*** Opening of Dataset content ***

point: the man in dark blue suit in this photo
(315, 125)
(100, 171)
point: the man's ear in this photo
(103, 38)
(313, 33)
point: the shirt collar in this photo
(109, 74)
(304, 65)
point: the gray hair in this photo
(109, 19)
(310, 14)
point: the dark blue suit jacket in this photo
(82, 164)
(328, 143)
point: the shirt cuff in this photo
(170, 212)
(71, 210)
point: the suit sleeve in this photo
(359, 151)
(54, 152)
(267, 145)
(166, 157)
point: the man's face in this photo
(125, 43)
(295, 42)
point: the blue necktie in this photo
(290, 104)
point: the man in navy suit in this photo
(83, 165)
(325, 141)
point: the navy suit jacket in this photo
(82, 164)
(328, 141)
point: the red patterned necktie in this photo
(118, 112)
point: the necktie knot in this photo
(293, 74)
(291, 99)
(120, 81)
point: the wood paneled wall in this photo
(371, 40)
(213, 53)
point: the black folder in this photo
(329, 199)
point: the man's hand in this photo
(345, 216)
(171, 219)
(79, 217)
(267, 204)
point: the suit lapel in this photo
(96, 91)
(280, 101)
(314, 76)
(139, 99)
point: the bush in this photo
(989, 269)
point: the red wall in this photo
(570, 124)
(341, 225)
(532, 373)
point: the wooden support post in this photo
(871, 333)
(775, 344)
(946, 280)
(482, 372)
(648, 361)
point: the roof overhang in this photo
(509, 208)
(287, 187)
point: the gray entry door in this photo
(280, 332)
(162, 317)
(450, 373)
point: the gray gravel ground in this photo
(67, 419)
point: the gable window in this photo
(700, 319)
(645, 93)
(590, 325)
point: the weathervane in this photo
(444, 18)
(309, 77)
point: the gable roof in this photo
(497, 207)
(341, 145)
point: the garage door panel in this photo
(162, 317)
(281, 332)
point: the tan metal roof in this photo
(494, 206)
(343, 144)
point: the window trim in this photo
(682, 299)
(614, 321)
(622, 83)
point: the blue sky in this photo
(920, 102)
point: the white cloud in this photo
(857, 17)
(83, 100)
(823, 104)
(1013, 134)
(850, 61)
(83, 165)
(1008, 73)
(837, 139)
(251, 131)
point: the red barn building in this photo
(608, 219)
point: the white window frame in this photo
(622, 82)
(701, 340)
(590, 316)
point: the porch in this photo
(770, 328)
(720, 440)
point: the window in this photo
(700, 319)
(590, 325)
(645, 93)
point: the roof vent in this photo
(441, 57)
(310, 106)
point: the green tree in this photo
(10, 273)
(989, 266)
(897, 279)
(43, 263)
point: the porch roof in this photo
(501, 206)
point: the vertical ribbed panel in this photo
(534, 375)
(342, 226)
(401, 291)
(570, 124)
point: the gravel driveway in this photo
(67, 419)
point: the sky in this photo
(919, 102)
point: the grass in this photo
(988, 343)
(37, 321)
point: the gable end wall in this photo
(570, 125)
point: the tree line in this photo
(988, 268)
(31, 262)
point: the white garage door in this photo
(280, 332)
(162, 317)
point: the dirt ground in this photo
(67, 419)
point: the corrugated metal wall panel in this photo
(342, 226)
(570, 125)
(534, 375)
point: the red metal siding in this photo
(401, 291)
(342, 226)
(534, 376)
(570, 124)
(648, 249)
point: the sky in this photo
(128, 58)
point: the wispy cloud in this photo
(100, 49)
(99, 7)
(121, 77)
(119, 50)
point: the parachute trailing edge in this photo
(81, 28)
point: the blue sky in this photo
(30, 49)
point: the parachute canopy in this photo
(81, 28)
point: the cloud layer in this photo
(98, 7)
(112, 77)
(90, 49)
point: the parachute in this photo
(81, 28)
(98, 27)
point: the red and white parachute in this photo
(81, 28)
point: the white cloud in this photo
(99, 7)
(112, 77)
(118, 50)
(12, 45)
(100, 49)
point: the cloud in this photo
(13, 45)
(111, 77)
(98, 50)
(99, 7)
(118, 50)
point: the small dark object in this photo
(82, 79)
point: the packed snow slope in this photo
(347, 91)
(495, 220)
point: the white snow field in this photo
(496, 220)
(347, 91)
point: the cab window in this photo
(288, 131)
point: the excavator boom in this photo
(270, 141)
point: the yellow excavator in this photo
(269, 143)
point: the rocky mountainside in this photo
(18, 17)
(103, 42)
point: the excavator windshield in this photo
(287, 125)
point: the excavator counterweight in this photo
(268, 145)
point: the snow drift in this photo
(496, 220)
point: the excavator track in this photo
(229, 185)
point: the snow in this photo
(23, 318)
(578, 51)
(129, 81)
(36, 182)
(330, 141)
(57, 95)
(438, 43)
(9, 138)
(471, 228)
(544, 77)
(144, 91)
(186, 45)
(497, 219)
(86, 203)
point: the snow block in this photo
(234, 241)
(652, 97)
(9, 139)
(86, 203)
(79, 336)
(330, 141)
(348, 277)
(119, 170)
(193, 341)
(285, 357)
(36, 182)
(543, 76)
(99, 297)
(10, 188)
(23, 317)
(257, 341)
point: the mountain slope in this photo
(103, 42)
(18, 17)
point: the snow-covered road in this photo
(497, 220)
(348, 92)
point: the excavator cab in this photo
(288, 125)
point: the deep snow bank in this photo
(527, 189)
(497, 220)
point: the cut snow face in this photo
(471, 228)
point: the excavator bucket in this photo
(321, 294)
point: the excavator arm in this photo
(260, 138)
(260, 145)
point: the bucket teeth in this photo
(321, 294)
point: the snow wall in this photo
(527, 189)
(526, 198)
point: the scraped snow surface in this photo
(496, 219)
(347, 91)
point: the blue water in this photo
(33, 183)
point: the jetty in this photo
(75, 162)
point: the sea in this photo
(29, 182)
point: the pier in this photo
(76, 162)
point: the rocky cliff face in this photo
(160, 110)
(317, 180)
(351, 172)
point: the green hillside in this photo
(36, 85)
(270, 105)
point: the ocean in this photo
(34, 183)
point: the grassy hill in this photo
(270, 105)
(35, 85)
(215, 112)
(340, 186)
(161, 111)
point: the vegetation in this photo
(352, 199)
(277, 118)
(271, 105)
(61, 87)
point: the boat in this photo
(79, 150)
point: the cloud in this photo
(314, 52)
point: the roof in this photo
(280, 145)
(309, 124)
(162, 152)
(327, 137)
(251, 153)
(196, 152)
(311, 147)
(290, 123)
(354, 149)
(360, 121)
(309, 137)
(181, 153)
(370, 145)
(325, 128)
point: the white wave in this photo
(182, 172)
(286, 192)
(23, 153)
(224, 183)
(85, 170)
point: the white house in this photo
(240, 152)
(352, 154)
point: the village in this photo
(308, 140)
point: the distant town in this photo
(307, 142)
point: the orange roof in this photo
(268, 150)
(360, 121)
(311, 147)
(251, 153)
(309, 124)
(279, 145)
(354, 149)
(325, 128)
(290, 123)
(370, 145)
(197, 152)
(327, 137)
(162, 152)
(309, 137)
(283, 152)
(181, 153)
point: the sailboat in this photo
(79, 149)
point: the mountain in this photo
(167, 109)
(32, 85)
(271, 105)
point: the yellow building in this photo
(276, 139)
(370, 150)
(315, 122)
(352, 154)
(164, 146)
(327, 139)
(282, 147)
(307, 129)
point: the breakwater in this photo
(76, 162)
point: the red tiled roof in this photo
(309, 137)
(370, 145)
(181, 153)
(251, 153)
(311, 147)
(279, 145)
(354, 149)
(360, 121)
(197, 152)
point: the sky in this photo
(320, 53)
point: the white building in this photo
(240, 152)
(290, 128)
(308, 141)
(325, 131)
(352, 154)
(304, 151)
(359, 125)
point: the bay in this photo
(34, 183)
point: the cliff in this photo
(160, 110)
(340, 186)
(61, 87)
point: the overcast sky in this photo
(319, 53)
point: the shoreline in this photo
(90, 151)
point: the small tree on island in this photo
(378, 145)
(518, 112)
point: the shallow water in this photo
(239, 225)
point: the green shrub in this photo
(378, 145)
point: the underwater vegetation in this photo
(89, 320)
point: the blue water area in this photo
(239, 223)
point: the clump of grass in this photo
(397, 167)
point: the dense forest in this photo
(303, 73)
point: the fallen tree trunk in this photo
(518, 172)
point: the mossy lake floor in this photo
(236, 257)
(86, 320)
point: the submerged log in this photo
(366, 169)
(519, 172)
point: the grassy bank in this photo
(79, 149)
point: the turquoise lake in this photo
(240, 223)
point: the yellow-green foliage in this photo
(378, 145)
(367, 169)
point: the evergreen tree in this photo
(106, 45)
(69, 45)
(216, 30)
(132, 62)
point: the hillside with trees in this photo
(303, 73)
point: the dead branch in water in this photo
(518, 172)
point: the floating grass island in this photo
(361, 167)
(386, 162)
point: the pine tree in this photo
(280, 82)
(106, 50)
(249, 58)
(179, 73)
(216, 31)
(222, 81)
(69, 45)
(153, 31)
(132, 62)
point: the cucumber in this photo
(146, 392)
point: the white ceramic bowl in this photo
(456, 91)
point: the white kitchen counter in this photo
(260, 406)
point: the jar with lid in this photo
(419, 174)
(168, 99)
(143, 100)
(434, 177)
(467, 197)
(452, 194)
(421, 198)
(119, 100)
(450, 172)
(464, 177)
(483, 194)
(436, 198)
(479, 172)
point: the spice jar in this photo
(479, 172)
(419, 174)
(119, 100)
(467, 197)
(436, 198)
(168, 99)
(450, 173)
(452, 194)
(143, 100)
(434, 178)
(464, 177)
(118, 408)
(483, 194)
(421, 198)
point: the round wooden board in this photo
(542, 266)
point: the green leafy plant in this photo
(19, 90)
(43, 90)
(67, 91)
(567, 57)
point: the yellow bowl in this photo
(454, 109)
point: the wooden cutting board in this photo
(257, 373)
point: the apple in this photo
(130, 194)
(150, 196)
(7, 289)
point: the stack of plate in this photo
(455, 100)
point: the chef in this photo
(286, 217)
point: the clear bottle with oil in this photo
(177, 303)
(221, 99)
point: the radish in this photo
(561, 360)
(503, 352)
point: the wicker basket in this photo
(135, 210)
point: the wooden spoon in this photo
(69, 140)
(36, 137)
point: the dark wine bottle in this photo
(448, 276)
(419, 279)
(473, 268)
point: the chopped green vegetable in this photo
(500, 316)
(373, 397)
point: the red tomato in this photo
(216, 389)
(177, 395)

*** Close of Dataset content ***

## What the task requires
All lines from the line containing "point: the chef in this photo" through the last line of the data are to be repeated exactly; no other line belongs in the answer.

## Response
point: the chef in this photo
(286, 217)
point: the clear bottle with oil in this photo
(177, 303)
(221, 99)
point: the radish in this photo
(561, 360)
(503, 352)
point: the wicker basket in this photo
(135, 210)
point: the wooden spoon in this photo
(69, 140)
(36, 137)
point: the dark wine bottle in this photo
(448, 276)
(419, 279)
(473, 268)
point: the chopped green vegetable in this photo
(500, 316)
(373, 397)
point: the red tomato in this photo
(216, 389)
(177, 395)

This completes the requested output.